▶ THE RECORDS:
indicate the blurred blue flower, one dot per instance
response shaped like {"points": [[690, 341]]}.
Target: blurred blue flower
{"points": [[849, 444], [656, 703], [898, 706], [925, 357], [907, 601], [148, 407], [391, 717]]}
...
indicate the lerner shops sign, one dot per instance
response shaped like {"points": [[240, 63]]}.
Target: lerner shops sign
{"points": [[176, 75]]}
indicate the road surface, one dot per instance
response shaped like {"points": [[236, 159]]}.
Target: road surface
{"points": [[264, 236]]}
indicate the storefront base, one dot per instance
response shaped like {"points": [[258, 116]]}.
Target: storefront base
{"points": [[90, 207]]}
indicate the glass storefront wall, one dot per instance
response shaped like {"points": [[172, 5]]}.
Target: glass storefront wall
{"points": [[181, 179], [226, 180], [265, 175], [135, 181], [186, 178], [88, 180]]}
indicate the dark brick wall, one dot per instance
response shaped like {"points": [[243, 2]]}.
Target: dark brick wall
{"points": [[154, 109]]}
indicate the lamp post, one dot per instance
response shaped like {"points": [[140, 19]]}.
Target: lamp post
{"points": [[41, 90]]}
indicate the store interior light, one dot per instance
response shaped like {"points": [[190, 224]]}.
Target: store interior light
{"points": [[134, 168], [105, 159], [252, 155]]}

▶ WHAT THIS TASK INVOLVES:
Every line with the word "indicate" in it should be copied from the listing above.

▶ YOUR RESPONSE:
indicate the blurred blue flower, one dot per instance
indicate the lerner shops sign, one dot per instance
indicate the road surface, one dot per instance
indicate the storefront base, one dot per instance
indicate the glass storefront wall, one dot per instance
indicate the dark brick wall, one dot per instance
indicate the lamp post, one dot per instance
indicate the store interior light, one dot per instance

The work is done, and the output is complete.